▶ [SET EXERCISE A]:
Can you update the stored dataset items so that "Implementations" is replaced by "Annotators" everywhere in them, with nothing else changed?

▶ [TEXT SEGMENT]:
** Begin **
Liberty Baseball Stadium is a baseball venue in Lynchburg, Virginia. It is the home field of the Liberty Flames baseball team, a member of the NCAA Division I ASUN Conference. The stadium opened in February 2013 and has a capacity of 2,500 spectators. It hosted the 2013 Big South Tournament.

History
In August 2011, Liberty University announced plans for a new baseball venue, which would be built next to Williams Stadium, the school's football venue. The venue was planned to replace Al Worthington Stadium, the Liberty baseball program's home field since the 1979 season. When the venue was initially announced, it was planned to have a capacity of roughly 3,000 spectators and construction costs of roughly $5 million. Construction on the venue began in 2012. It was completed in February 2013, immediately before the start of the 2013 season, with a capacity of 2,500 spectators and construction costs of more than $9 million.
** End **
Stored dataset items
** Begin **
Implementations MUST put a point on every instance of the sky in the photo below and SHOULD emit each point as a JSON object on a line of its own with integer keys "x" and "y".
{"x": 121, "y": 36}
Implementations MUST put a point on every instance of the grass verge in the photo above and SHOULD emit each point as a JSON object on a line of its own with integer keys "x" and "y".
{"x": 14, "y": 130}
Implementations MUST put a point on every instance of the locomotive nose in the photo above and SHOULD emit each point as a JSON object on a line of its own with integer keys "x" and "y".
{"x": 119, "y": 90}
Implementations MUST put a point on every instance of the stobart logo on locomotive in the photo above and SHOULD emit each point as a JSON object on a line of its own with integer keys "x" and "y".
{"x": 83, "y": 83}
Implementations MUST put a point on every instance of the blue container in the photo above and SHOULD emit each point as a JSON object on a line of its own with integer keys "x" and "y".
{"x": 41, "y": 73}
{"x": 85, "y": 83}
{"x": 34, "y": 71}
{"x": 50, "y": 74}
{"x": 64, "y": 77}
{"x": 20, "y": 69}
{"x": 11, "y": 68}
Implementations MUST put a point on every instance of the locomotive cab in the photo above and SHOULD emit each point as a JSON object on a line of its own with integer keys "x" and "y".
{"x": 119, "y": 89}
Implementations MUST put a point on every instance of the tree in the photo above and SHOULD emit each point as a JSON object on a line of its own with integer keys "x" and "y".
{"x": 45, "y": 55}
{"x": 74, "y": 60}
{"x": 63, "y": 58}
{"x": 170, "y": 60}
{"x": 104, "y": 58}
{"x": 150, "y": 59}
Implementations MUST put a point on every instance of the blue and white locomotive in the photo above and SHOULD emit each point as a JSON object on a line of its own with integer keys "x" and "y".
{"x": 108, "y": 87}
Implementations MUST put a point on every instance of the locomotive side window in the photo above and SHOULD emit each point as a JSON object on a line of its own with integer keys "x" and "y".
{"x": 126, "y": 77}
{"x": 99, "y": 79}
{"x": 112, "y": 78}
** End **
▶ [SET EXERCISE B]:
Could you copy, word for word, the part of the Liberty Baseball Stadium article that opens with the words containing "Liberty Baseball Stadium" and closes with "Big South Tournament."?

▶ [REPLY A]:
Annotators MUST put a point on every instance of the sky in the photo below and SHOULD emit each point as a JSON object on a line of its own with integer keys "x" and "y".
{"x": 121, "y": 36}
Annotators MUST put a point on every instance of the grass verge in the photo above and SHOULD emit each point as a JSON object on a line of its own with integer keys "x" and "y".
{"x": 14, "y": 130}
Annotators MUST put a point on every instance of the locomotive nose in the photo above and SHOULD emit each point as a JSON object on a line of its own with integer keys "x" and "y".
{"x": 119, "y": 90}
Annotators MUST put a point on every instance of the stobart logo on locomotive in the photo above and SHOULD emit each point as a JSON object on a line of its own with integer keys "x" and "y".
{"x": 83, "y": 83}
Annotators MUST put a point on every instance of the blue container in the photo above and SHOULD emit each point as a JSON object on a line of its own with integer keys "x" and "y".
{"x": 41, "y": 73}
{"x": 85, "y": 83}
{"x": 34, "y": 71}
{"x": 50, "y": 74}
{"x": 64, "y": 77}
{"x": 20, "y": 69}
{"x": 11, "y": 68}
Annotators MUST put a point on every instance of the locomotive cab in the photo above and SHOULD emit each point as a JSON object on a line of its own with integer keys "x" and "y".
{"x": 119, "y": 89}
Annotators MUST put a point on every instance of the tree in the photo above and SHOULD emit each point as a JSON object on a line of its own with integer keys "x" and "y".
{"x": 45, "y": 55}
{"x": 74, "y": 60}
{"x": 63, "y": 58}
{"x": 170, "y": 60}
{"x": 104, "y": 58}
{"x": 150, "y": 59}
Annotators MUST put a point on every instance of the blue and white locomotive in the photo above and SHOULD emit each point as a JSON object on a line of its own with integer keys "x" and "y".
{"x": 108, "y": 87}
Annotators MUST put a point on every instance of the locomotive side window in the photo above and SHOULD emit each point as a JSON object on a line of its own with integer keys "x" and "y".
{"x": 126, "y": 77}
{"x": 99, "y": 79}
{"x": 112, "y": 78}

▶ [REPLY B]:
Liberty Baseball Stadium is a baseball venue in Lynchburg, Virginia. It is the home field of the Liberty Flames baseball team, a member of the NCAA Division I ASUN Conference. The stadium opened in February 2013 and has a capacity of 2,500 spectators. It hosted the 2013 Big South Tournament.